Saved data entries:

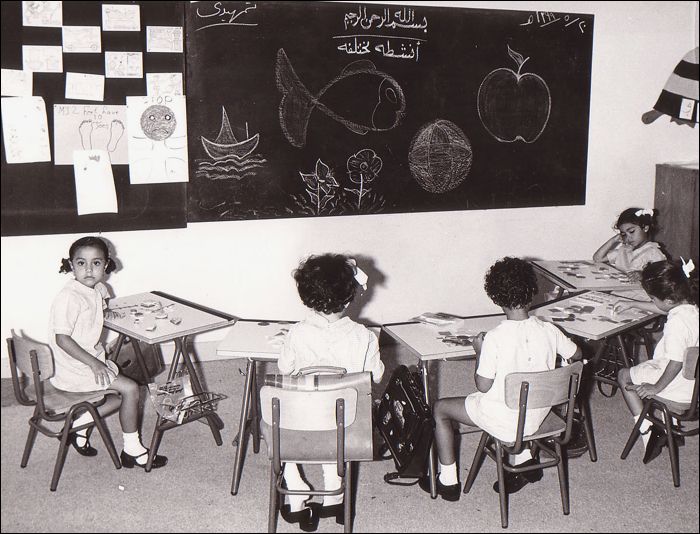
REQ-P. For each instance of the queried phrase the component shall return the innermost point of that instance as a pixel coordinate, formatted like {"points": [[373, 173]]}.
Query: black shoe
{"points": [[85, 450], [307, 517], [335, 510], [449, 493], [657, 441], [129, 461]]}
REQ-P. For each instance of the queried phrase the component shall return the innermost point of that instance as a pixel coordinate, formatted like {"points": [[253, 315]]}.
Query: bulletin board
{"points": [[300, 109], [40, 197]]}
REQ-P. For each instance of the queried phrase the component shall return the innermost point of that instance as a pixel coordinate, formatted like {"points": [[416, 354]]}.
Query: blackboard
{"points": [[40, 198], [369, 108]]}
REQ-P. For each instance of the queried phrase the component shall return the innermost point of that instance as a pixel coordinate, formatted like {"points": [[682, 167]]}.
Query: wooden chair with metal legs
{"points": [[524, 391], [54, 409], [673, 416], [316, 420]]}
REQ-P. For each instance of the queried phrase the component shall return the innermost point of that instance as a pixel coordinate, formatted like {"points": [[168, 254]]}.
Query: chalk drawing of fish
{"points": [[298, 102]]}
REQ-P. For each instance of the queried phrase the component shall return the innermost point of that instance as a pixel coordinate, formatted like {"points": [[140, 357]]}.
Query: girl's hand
{"points": [[103, 374]]}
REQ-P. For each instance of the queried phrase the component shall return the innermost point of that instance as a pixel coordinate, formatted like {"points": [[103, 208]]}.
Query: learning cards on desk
{"points": [[583, 274], [591, 315]]}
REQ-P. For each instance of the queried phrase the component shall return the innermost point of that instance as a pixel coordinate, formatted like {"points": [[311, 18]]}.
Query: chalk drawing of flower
{"points": [[363, 168]]}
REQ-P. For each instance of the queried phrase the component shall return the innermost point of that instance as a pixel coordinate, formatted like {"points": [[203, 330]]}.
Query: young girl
{"points": [[673, 289], [326, 285], [74, 332], [631, 249], [519, 344]]}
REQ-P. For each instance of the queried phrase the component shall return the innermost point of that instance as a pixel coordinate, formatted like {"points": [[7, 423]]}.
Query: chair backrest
{"points": [[545, 388], [690, 362]]}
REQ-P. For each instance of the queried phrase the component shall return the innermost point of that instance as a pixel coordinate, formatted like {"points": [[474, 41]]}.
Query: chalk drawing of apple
{"points": [[513, 106]]}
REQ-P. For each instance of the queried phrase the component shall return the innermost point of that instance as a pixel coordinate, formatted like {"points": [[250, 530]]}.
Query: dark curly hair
{"points": [[666, 280], [630, 216], [511, 283], [326, 283], [89, 241]]}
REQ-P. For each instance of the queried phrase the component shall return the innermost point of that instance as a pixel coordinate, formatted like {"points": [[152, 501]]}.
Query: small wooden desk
{"points": [[182, 319], [257, 341], [581, 275]]}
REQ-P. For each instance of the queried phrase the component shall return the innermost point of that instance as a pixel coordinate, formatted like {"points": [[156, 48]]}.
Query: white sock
{"points": [[293, 480], [643, 429], [133, 446], [448, 474], [81, 438], [331, 481]]}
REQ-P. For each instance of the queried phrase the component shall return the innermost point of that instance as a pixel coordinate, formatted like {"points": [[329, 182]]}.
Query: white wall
{"points": [[429, 261]]}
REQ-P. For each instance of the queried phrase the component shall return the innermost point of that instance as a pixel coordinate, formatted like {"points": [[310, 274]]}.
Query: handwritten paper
{"points": [[88, 127], [42, 58], [82, 39], [164, 39], [94, 182], [48, 14], [16, 82], [123, 65], [81, 86], [25, 129], [157, 127], [163, 83], [121, 18]]}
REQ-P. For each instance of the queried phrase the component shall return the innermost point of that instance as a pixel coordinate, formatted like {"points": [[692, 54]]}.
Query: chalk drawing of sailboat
{"points": [[226, 144]]}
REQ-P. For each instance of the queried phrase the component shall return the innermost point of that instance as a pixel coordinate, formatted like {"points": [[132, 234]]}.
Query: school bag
{"points": [[406, 423]]}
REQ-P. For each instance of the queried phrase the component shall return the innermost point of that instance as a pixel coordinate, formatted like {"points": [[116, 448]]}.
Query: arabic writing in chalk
{"points": [[546, 18], [402, 18], [387, 46], [221, 16]]}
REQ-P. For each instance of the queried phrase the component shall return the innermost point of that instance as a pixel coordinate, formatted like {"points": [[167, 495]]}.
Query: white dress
{"points": [[680, 332], [77, 311], [525, 346]]}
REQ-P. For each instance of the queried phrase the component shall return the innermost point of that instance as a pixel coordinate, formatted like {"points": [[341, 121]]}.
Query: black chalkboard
{"points": [[346, 108], [39, 198]]}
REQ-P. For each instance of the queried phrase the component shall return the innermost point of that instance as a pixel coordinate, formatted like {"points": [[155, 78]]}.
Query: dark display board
{"points": [[40, 198], [317, 108]]}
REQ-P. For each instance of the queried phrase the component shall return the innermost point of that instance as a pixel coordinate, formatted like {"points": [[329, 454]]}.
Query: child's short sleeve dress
{"points": [[77, 311]]}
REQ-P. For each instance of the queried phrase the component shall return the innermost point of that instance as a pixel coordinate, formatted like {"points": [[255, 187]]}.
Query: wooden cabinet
{"points": [[676, 198]]}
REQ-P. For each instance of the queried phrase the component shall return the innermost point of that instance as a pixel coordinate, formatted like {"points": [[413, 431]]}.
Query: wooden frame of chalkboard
{"points": [[328, 108], [40, 198]]}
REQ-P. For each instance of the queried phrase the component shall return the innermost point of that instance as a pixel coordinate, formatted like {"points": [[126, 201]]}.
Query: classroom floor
{"points": [[192, 493]]}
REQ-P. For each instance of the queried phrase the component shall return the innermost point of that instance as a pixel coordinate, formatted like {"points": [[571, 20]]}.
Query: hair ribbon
{"points": [[688, 267]]}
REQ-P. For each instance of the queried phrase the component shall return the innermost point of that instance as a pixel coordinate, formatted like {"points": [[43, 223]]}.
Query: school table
{"points": [[156, 317], [257, 341], [581, 275]]}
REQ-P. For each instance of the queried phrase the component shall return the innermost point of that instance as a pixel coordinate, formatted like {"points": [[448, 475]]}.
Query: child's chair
{"points": [[51, 406], [674, 414], [314, 419], [546, 389]]}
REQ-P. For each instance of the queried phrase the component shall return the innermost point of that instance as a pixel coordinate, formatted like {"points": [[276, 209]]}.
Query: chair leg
{"points": [[502, 495], [31, 437], [272, 512], [347, 527], [60, 459], [634, 435], [672, 450], [563, 479], [476, 463]]}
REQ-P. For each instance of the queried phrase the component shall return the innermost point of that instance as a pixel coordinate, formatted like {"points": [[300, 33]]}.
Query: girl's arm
{"points": [[103, 374], [602, 252], [649, 390]]}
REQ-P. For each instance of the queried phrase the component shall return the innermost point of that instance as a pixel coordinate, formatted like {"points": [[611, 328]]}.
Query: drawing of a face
{"points": [[158, 122]]}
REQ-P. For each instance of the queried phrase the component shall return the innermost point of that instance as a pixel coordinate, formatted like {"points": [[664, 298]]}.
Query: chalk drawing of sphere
{"points": [[440, 156], [158, 122]]}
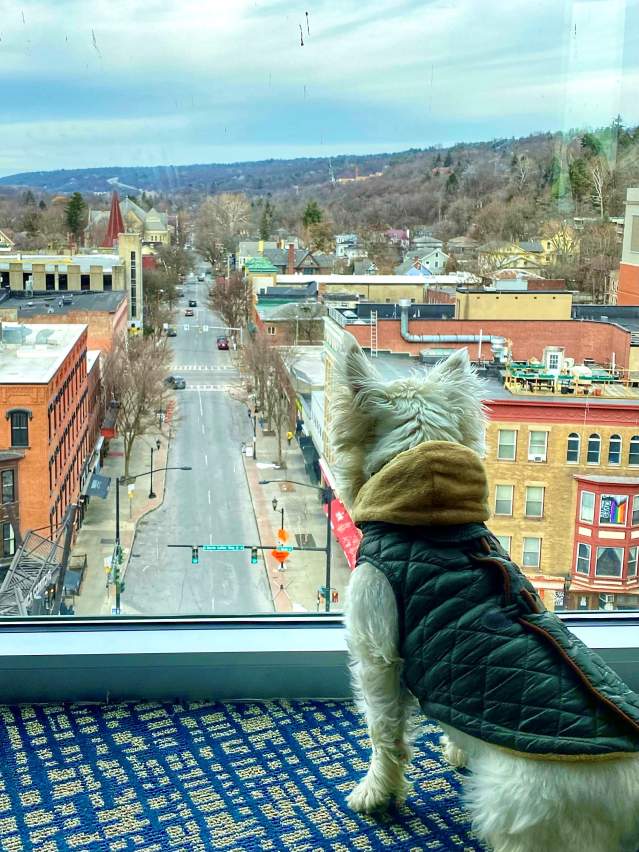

• What you need to do:
A verbatim copy of the data, pictures removed, is the expected result.

• Answer space:
REQ-P. For each instance of the queried phrase the component shall return the innermost point of that instance as a pixel coordinate, formatted like {"points": [[373, 173]]}.
Query: black shoe
{"points": [[85, 450], [307, 517], [335, 510], [449, 493], [657, 441], [129, 461]]}
REQ-P. For each instance of the queried phrase the component shall return the innermost point of that instance as a pixel coordinate, formatted like {"points": [[253, 315]]}.
Query: bulletin board
{"points": [[300, 109], [40, 197]]}
REQ-P. For each instance of the queried phrase the component shall return the innermost point of that instance as a pixel coordinate, formatted like {"points": [[416, 354]]}.
Query: blackboard
{"points": [[40, 198], [369, 108]]}
REQ-P. For each instance of the queried phrase the component shall return the innermost point of that instance as a pixel coordinate, formatted like {"points": [[682, 167]]}.
Query: wooden chair with metal legs
{"points": [[524, 391], [54, 409], [673, 416], [316, 420]]}
REQ-P. For each instance of the queried phrase the component shall return the innermost point of that instance as a pixel coordinate, formatted like {"points": [[168, 254]]}.
Query: chalk drawing of fish
{"points": [[298, 102]]}
REQ-P. For each instance of the queried phrase the component shall return the innermost point of that instance as a pixel coordinate, formatted like {"points": [[140, 357]]}.
Query: girl's hand
{"points": [[103, 374]]}
REQ-P. For each instance of the queried phrase the component shall return the innermost point of that instance as a pixel coordinate, formatted like {"points": [[103, 208]]}.
Query: learning cards on desk
{"points": [[583, 274], [591, 315]]}
REQ-P. For each instance of the queried phrase the component shall return the innermost point of that instance as a pixel coordinate, formatted like {"points": [[311, 18]]}.
Query: chalk drawing of flower
{"points": [[363, 168]]}
REQ-P. For each instance of the queried phrase the component shall return the innermost point of that instance as a pixel coordinate, formatted like {"points": [[203, 330]]}.
Query: young girl
{"points": [[673, 289], [326, 285], [74, 332], [631, 249], [519, 344]]}
REQ-P. For each instance of the queried phrase the component shall return the innermost point of that instance as a pixel coordinate, formatted like {"points": [[7, 423]]}.
Query: chair backrest
{"points": [[545, 388], [690, 362]]}
REQ-P. For each instance of the queried phrase the component shall return the innermost point of that instance as a pixel coordinate, formatted like {"points": [[474, 41]]}.
Query: chalk drawing of apple
{"points": [[513, 106]]}
REQ-P. For each instance of the queried phrase the component shall return the innermost point of that instance as a pixel coordinate, formatted like {"points": [[250, 530]]}.
Query: dark curly hair
{"points": [[666, 280], [630, 216], [511, 283], [326, 283], [89, 241]]}
REQ-P. For each instance of the queried phrase the component shall return the innermost point of that instance as a pixel coordinate, formatted like {"points": [[152, 501]]}.
Query: small wooden desk
{"points": [[182, 319], [257, 341], [581, 275]]}
REQ-P. For each instance of the queried phrase the component shall return the innermost point of that instance as a pixel coordinate, formatted like {"points": [[156, 48]]}.
Query: white sock
{"points": [[293, 480], [643, 429], [133, 446], [448, 474], [81, 438], [331, 481]]}
REQ-P. For each instance of the queried phrase the component shall return the innermost point of that instance as a pixel coordinate, formatted like {"points": [[329, 182]]}.
Query: white wall
{"points": [[429, 261]]}
REQ-P. For each instance of the queried phrase the component shall return the innermost point of that instance as a pixel coordinate, formatted like {"points": [[310, 274]]}.
Query: handwritten paper
{"points": [[88, 127], [42, 58], [82, 39], [164, 39], [94, 182], [48, 14], [16, 82], [123, 65], [81, 86], [25, 129], [157, 127], [163, 83], [121, 18]]}
REQ-P. For each instance of the queried phrase the component shall return the innermost point of that instance as a pixel coordinate, formatted like {"points": [[692, 54]]}.
Query: chalk drawing of sailboat
{"points": [[226, 144]]}
REQ-P. For each instance of the queried phrase the component shall return the innermost point of that instance as a pixel coordinate, formatted like {"points": [[132, 234]]}.
Query: school bag
{"points": [[406, 423]]}
REQ-P. For each instance of the queried phrase the component shall return the innermost point of that instance as a pixel coordinate, formatted like {"points": [[116, 448]]}.
Query: arabic writing in chalk
{"points": [[546, 18], [402, 18], [387, 46], [221, 16]]}
REQ-P. For each instance of the queried phrase the component shall return the innermost point of that instance as a pixel coordinate, formatted like {"points": [[167, 495]]}.
Query: white dress
{"points": [[680, 332], [77, 311], [525, 346]]}
REQ-P. For each instance of the queried phrase the component shall return the innermost point of that instance as a pixel coordinate, formatted like {"points": [[341, 121]]}.
Query: black chalkboard
{"points": [[346, 108], [39, 198]]}
REQ-P. For each instance of the queried phrase the component shall return the innermost point of that instance as a pixel coordinate, formatted like {"points": [[155, 78]]}.
Query: dark display board
{"points": [[40, 198], [317, 108]]}
REQ-P. For each instance of the queried phrase the component shall return the innermost point of that instance as a pixel coordinate, formatted like {"points": [[329, 454]]}.
Query: child's short sleeve dress
{"points": [[77, 311]]}
REQ-P. For each instance of the queried phrase the component shall return the innermost point of that instance as a pixel coordinate, formatted like {"points": [[255, 187]]}.
Query: wooden cabinet
{"points": [[676, 198]]}
REQ-P. For each instance of the queried phrase the component shall return the innermost point of that instance as a pixel coordinate, formatted like {"points": [[413, 431]]}.
Query: wooden frame of chalkboard
{"points": [[328, 108], [40, 198]]}
REQ-P. For each instance of the queried phrase the component shall return the innermost point of that instance as a pixel coordinate, formatted like {"points": [[126, 201]]}.
Query: classroom floor
{"points": [[192, 493]]}
REQ-P. For each instance of the queried phrase the component shall return the innermost point of that instance as a pixel coordinate, formatted like {"points": [[571, 20]]}.
Query: hair ribbon
{"points": [[688, 267]]}
REQ-P. For each instance of the queried phrase the component shall return the innermost point of that instance as a pixel coordinate, formatted like {"points": [[43, 223]]}.
Query: school table
{"points": [[156, 317], [257, 341], [581, 275]]}
REQ-P. For each instance of the queried phrase the component shall return the innermost point of that instance as a pixel coordinate, formatted like {"points": [[448, 475]]}.
Query: child's chair
{"points": [[51, 406], [674, 414], [314, 419], [546, 389]]}
REQ-P. For each instance of the queried phrase the component shall return the innermost point of that instance as a pixel coordinate, formatted like {"points": [[276, 209]]}.
Query: chair leg
{"points": [[502, 495], [31, 437], [272, 512], [347, 527], [60, 459], [634, 435], [672, 450], [563, 479], [476, 463]]}
REQ-P. For each instance of the queried phrase the component shall return the innermost point of that instance as a pixel coordinate, formatted like {"points": [[300, 33]]}.
Query: girl's arm
{"points": [[103, 374], [602, 252], [649, 390]]}
REQ-P. For each instance of the queried phrase the component shall return the innermost point of that instance as a pixel coordinate, formatted like {"points": [[611, 328]]}.
Query: drawing of a face
{"points": [[158, 122]]}
REQ-P. For each instance of the queried phrase the component shall return the innermost point of that instance as a pixel coordinate, formatted like {"points": [[664, 298]]}.
Query: chalk drawing of sphere
{"points": [[440, 156], [158, 122]]}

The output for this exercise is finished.